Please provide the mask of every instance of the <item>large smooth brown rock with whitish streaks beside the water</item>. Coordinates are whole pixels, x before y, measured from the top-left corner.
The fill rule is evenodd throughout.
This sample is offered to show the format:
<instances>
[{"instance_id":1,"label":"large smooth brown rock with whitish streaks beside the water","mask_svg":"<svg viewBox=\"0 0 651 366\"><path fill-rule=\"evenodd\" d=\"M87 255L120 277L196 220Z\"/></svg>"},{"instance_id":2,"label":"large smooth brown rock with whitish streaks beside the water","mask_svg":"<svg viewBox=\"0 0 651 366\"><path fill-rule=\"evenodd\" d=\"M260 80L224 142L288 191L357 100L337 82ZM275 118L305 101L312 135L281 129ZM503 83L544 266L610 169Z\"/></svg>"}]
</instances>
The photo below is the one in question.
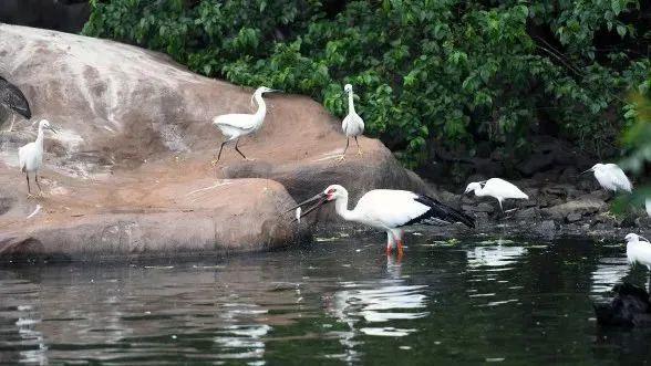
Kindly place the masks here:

__________________________________________________

## [Task instructions]
Write out everything in the data word for word. Omit each picture.

## [Task result]
Please provide the mask of every instance of the <item>large smooth brown rock with whitish streaks beside the water</item>. Coordinates are whole pixels, x before y, measured from the top-left corner.
The fill rule is evenodd throughout.
This sample is offered to show the format:
<instances>
[{"instance_id":1,"label":"large smooth brown rock with whitish streaks beside the water","mask_svg":"<svg viewBox=\"0 0 651 366\"><path fill-rule=\"evenodd\" d=\"M87 255L120 277L196 220Z\"/></svg>"},{"instance_id":2,"label":"large smooth brown rock with whitish streaks beside the water","mask_svg":"<svg viewBox=\"0 0 651 366\"><path fill-rule=\"evenodd\" d=\"M260 80L224 142L288 191L357 100L337 82ZM275 118L305 101L312 135L281 129ZM503 83L544 266L610 169Z\"/></svg>"}]
</instances>
The photo below is the one in question.
Kindly place the masks here:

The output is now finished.